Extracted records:
--- Start ---

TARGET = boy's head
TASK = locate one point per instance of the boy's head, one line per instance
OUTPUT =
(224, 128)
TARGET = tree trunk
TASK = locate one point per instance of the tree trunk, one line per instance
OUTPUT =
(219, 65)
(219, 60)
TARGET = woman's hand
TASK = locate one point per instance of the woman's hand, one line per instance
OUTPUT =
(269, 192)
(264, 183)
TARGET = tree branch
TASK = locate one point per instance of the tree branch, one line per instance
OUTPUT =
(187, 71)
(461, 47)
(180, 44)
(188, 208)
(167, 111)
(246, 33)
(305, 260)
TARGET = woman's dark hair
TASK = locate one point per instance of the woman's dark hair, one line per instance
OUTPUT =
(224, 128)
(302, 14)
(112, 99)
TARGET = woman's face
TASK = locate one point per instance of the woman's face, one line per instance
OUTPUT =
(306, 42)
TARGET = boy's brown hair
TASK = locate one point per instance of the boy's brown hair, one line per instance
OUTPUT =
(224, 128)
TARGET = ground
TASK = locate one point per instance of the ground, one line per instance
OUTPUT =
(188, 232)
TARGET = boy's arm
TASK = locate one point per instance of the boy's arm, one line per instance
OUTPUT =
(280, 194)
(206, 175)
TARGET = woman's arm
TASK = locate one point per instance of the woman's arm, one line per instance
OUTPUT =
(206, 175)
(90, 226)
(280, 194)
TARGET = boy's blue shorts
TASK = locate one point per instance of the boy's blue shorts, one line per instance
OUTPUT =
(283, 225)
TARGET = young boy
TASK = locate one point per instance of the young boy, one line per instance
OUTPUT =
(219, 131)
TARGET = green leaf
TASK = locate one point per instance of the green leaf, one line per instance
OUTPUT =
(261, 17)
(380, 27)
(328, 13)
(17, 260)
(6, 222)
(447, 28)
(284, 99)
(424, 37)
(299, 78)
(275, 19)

--- End ---

Present every line of the items above as a numbered list, omitting any blank lines.

1. TARGET = boy's head
2. TASK = locate one point per instance of the boy's head, one line per instance
3. OUTPUT =
4. (224, 128)
5. TARGET = tree trunk
6. TASK = locate one point per instance of the tree trunk, one line per instance
7. OUTPUT =
8. (219, 65)
9. (219, 60)
10. TARGET = woman's hand
11. TASK = locate one point per instance of the woman's hand, one line per instance
12. OUTPUT =
13. (269, 192)
14. (264, 183)
15. TARGET = tree branch
16. TASK = locate one point per instance of the tree branch, one line per instance
17. OUTPUT =
18. (187, 71)
19. (461, 47)
20. (180, 44)
21. (188, 208)
22. (167, 111)
23. (246, 33)
24. (305, 260)
25. TARGET = woman's dark hair
26. TASK = locate one point per instance of the woman's dark hair, one line per instance
27. OUTPUT =
28. (224, 128)
29. (302, 14)
30. (112, 99)
31. TARGET = woman's face
32. TASK = locate one point per instance of the woman's face, one line per instance
33. OUTPUT =
34. (306, 42)
35. TARGET = boy's brown hair
36. TASK = locate one point per instance of the boy's brown hair, one line per instance
37. OUTPUT =
38. (224, 128)
39. TARGET = ground
40. TASK = locate one point per instance of the ground, one line per instance
41. OUTPUT =
42. (188, 232)
43. TARGET = boy's arm
44. TASK = locate one point per instance of the boy's arm, one line per instance
45. OUTPUT =
46. (280, 194)
47. (206, 175)
48. TARGET = woman's arm
49. TASK = locate one point per instance of the woman's arm, one line per instance
50. OUTPUT =
51. (206, 175)
52. (90, 226)
53. (280, 194)
54. TARGET = boy's blue shorts
55. TASK = locate one point per instance of the boy's blue shorts, one line per instance
56. OUTPUT =
57. (283, 225)
58. TARGET = young boy
59. TASK = locate one point per instance of the young boy, one line per instance
60. OUTPUT =
61. (219, 131)
62. TARGET = green leaf
63. TASK = locate one point per instance of the green leaf, one line per instance
64. OUTPUT =
65. (261, 17)
66. (380, 27)
67. (328, 13)
68. (17, 260)
69. (6, 222)
70. (447, 28)
71. (284, 99)
72. (424, 37)
73. (299, 78)
74. (275, 19)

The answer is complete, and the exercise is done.